Excerpted data |
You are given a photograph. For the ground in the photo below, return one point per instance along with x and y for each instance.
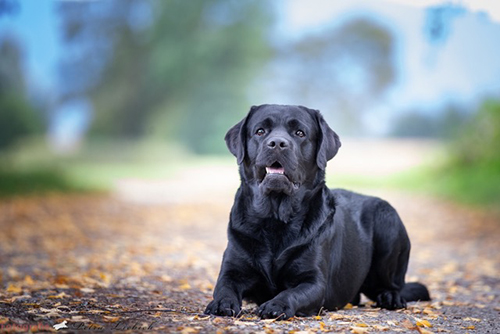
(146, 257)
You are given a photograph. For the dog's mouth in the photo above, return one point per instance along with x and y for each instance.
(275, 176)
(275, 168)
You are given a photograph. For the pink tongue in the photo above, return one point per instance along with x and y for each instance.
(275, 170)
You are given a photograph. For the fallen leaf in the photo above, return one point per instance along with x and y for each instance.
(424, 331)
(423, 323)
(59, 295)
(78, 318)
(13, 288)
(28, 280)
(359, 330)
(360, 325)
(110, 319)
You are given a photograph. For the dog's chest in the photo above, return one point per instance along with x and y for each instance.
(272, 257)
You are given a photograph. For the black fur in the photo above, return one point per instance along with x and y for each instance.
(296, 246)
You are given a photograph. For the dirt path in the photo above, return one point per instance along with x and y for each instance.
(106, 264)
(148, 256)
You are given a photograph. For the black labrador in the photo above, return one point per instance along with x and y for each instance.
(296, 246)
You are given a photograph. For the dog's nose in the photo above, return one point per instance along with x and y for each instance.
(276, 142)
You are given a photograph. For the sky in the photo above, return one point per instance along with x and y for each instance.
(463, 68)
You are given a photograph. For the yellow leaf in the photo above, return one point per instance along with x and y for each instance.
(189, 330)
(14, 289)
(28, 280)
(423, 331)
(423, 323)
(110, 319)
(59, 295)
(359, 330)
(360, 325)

* * *

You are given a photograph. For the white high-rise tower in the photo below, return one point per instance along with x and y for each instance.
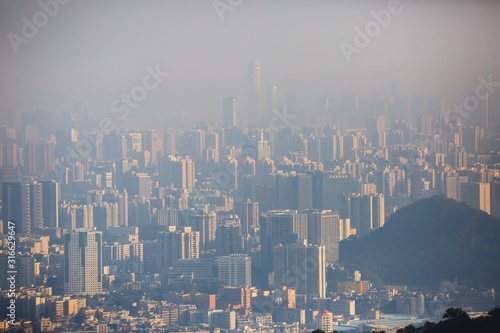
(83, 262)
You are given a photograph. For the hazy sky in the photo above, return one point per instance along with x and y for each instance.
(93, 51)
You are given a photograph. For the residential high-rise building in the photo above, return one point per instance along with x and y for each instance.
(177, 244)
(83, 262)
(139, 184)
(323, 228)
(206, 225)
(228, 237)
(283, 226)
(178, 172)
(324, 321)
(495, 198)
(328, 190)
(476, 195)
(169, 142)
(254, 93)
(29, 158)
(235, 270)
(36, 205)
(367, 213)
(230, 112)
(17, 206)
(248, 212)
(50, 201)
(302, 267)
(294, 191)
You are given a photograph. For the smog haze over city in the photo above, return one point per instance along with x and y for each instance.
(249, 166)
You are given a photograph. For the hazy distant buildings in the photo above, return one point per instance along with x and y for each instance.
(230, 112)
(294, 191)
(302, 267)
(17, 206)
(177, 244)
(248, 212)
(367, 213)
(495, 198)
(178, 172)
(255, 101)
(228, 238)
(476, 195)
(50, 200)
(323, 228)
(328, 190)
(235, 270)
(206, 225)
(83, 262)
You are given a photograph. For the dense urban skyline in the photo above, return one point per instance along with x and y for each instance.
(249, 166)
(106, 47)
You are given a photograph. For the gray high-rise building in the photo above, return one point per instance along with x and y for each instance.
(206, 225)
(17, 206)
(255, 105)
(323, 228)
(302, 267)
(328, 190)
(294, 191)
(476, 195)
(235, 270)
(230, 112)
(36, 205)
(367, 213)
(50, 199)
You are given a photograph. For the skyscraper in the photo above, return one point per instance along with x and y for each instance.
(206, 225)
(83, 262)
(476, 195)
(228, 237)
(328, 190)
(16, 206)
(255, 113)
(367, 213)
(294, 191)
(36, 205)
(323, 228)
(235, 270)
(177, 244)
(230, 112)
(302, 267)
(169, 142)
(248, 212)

---

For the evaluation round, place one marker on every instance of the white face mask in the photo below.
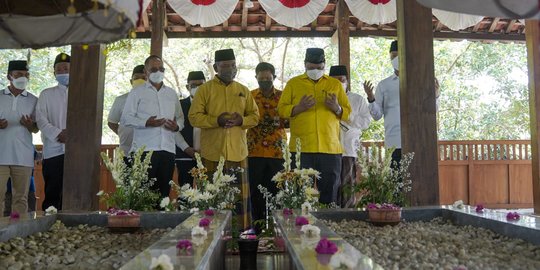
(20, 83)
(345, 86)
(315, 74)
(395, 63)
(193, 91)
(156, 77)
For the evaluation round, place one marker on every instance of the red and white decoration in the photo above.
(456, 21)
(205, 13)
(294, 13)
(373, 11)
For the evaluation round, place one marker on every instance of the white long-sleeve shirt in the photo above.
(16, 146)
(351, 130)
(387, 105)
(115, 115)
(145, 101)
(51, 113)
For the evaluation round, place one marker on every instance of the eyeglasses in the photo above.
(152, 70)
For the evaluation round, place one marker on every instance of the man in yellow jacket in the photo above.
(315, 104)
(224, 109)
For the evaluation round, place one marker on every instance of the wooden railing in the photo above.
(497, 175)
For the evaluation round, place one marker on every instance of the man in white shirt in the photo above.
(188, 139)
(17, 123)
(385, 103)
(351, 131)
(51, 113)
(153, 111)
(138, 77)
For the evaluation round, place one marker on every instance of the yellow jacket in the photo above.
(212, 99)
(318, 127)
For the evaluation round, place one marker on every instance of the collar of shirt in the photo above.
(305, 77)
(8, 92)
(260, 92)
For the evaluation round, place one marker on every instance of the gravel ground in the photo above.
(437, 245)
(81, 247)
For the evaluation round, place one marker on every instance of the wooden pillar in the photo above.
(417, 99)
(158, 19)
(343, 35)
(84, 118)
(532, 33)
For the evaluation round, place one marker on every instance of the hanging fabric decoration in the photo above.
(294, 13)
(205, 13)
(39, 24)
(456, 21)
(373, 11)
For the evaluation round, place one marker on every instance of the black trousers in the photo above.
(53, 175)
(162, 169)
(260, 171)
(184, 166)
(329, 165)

What is being asked | Pull out every line of the listing that contains the word "black", treating uppercase and lowercase as different.

Task response |
You are given a photograph. For the black fur in the photo above, return one point per instance along with x and y for each instance.
You are given a photograph. For the black labrador in the photo above, return one point per instance along with x and y for each instance.
For the evaluation round, place one marker on every instance of the black trousers in the photo above.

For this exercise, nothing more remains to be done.